*STATED GOAL*.
Reproduce the part of the article on market inefficiencies below word for word, starting at the words "Clear Market Inefficiencies vs" and stopping after the words "at exploiting this.".

Clear Market Inefficiencies vs Differences Of Opinion

NBR Articles, published 18 May 2021

This article, by Te Ahumairangi Chief Investment Officer Nicholas Bagnall, originally appeared in the NBR on 18 May 2021.

Debates between advocates of active portfolio management and advocates of passive investment can get somewhat tiresome, as proponents of both points of view trot out the same old arguments, and often fail to address the point that the other side is making. In this context, I’m somewhat hesitant to jump into this debate. In this article, I give a few current examples of what I think are clear market inefficiencies, and try to contrast these inefficiencies to simple differences of opinion.

Markets sometimes price securities poorly, but many funds aren’t good at exploiting this.

Many people closely involved in investment markets are believers in market inefficiency (a.k.a. mispricing) because they’ve personally seen it in action. A recent example of this was when the share prices of Contact and Meridian were pushed up in late 2020 and the first few days of 2021 because inflows into clean energy ETFs caused those ETFs to buy heavily into their shares. This was followed by the share prices of Contact and Meridian collapsing over the following two months when those companies were down-weighted in the benchmark indices used by the clean energy ETFs. I doubt that any rational person who observed these behaviours believes that the main influence on Contact and Meridian's share prices over that period was an efficient market response to changes in the outlook for these companies' profitability.

Like other market participants, I've seen enough such instances of market behaviour that have nothing to do with investment fundamentals to convince myself that investment markets are at least sometimes inefficiently priced.

But advocates of passive management also have a strong point: in most markets around the world, the majority of actively managed funds available to retail investors have failed to beat market benchmarks on a post-fee basis, such that retail investors have generally been better off investing in passive funds rather than in actively managed funds. Further, some surveys have indicated that retail investors in actively managed funds experience worse results on average than would be expected based on a simple average of the performance of actively managed funds.

Why do investors do poorly in actively managed funds despite obvious market inefficiencies?

*SUPPLIED MATERIAL*.
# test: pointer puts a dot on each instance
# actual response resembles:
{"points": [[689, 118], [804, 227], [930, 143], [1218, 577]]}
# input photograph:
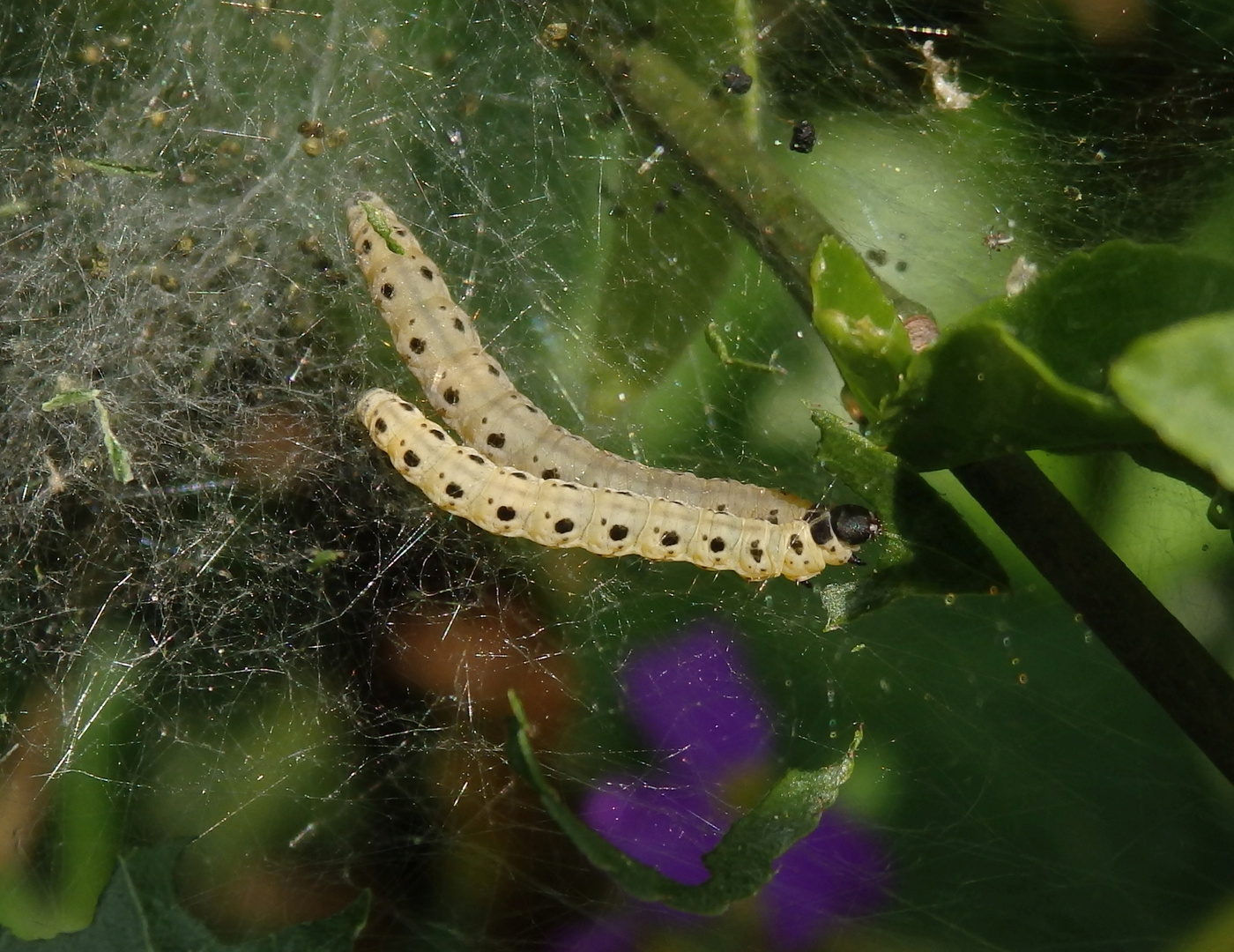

*RESPONSE TO THIS TASK*.
Clear Market Inefficiencies vs Differences Of Opinion

NBR Articles, published 18 May 2021

This article, by Te Ahumairangi Chief Investment Officer Nicholas Bagnall, originally appeared in the NBR on 18 May 2021.

Debates between advocates of active portfolio management and advocates of passive investment can get somewhat tiresome, as proponents of both points of view trot out the same old arguments, and often fail to address the point that the other side is making. In this context, I’m somewhat hesitant to jump into this debate. In this article, I give a few current examples of what I think are clear market inefficiencies, and try to contrast these inefficiencies to simple differences of opinion.

Markets sometimes price securities poorly, but many funds aren’t good at exploiting this.